The structuralist aesthetics of ChatGPT – Now I’m hooked. Here I talk about Lévi-Stauss and development my basic procedure: I present a prompt containing a story and a request to generate a new story by making a specified change in the original story, along with any other changes that seem necessary. There is where the Aurora story becomes my basic story. I also do some simple analytical and descriptive work, which I express in two small tables. We also so ChatGPT deal with a protagonist named XP-708-DQ, which it interprets as a robot, though I didn’t instruct it to do so.

ChatGPT: Tales of William the Lazy – Here I use William the Lazy as a protagonist rather than Princess Aurora. ChatGPT has to figure out how William is able to save the kingdom will remaining lazy – that is, true to his nature – in the process. I begin to figure out what’s going on in the five-part story frame. And I introduce some strange characters, clowns that kill by laughter, and calypso-dancing space aliens.

What happens when you ask ChatGPT to tell stories about giant chocolate milkshakes and colorless green ideas? – Just what kind of material will ChatGPT accept as story-worthy? Will it tell a story in which Aurora is a giant chocolate milkshake? Yes, and it changes the wholse mise en scène to fit. It does the same with William the Lazy. A story about XP-708-DQ confuses it. And it refuses to create a story about a colorless green idea, and explains why.

ChatGPT about Jack, a pumpkin, Aurora, Merlin, a cat, magic mushrooms, and space aliens – Here I spend some time working alterations on, and additions to a story about Jack. The segment title names many of the modifications. This is interactive story development.

ChatGPT, stories, and in-context learning – Here we’re dealing with true stories and the stylized way ChatGPT organizes them. Asking for stories from earlier centuries results in more elaborate stories. It seems to have learned a more elaborate format during the session and uses it in ways I hadn’t anticipated.

■ **Dataset section**

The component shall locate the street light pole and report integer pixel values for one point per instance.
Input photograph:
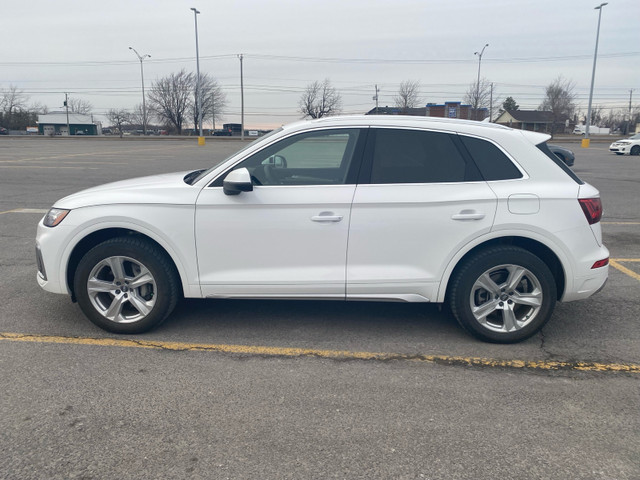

■ **Complete the following**
1 – In the passage about ChatGPT stories, what kind of story does ChatGPT refuse to create?
2 – Echo the stretch of the passage about ChatGPT stories from "ChatGPT: Tales of" through "and explains why.".
3 – Carry on the passage about ChatGPT stories from the point where it stops.

■ **Exercise results**
1 – A story about a colorless green idea.

2 –
ChatGPT: Tales of William the Lazy – Here I use William the Lazy as a protagonist rather than Princess Aurora. ChatGPT has to figure out how William is able to save the kingdom will remaining lazy – that is, true to his nature – in the process. I begin to figure out what’s going on in the five-part story frame. And I introduce some strange characters, clowns that kill by laughter, and calypso-dancing space aliens.

What happens when you ask ChatGPT to tell stories about giant chocolate milkshakes and colorless green ideas? – Just what kind of material will ChatGPT accept as story-worthy? Will it tell a story in which Aurora is a giant chocolate milkshake? Yes, and it changes the wholse mise en scène to fit. It does the same with William the Lazy. A story about XP-708-DQ confuses it. And it refuses to create a story about a colorless green idea, and explains why.

3 –
ChatGPT: Tantalizing afterthoughts in search of story trajectories [induction heads] – Here I argue that we have to analyze and descript ChatGPT’s behavior as operating on (at least) two levels, sentence-level syntax, and the story itself. I also suggest that the idea of a story grammar, which was prevalent in the 1980s and 1990s, doesn’t seem appropriate here. Instead, the idea of a story trajectory seems more appropriate. I raise the general idea of coherence and talk about induction-heads, a mechanism identified by research in mechanistic intepretability.

Who does “colorless green ideas” the best, Noam Chomsky or ChatGPT? – This time ChatGPT is willing to tell stories about colorless green ideas. Notice, however, just how it did so. I also ask it to tell me about phrase structure and dependency grammar.

ChatGPT: The Saga of Jack the Criminal – OpenAI has take pains to be sure the ChatGPT will not generate text about various topics that this or that group of people would object to, including some violent acts. I asked ChatGPT to tell stories about a criminal named Jack. It refused to tell stories about rape and shooting (even when the shooter was caught), but otherwise told stories about a wide variety of criminal or questionable acts, including embezzling, drug deailing, robbery, cheating on texts, using an AI to write college papers.

Exploring Lily’s world with ChatGPT [things an AI won’t do] – When I ask ChatGPT to tell me a story, it tells me a fantasy story about a girl named Lily who encountered a magical fish. I then asked it to elaborate on that story and generated over a dozen prompts exploring Lily’s world over the course of two generations. I then gave it a prompt in which a flying saucer landed and a robot named Gort got out. It correctly identified Gort (from the 1950s film, The Day the Earth Stood Still) but refused the respond to the prompt because “Lily's story has not previously included elements of science fiction or extraterrestrial visitors.” This refusal is similar to its earlier refusal to tell stories where a colorless green idea was the protagonist.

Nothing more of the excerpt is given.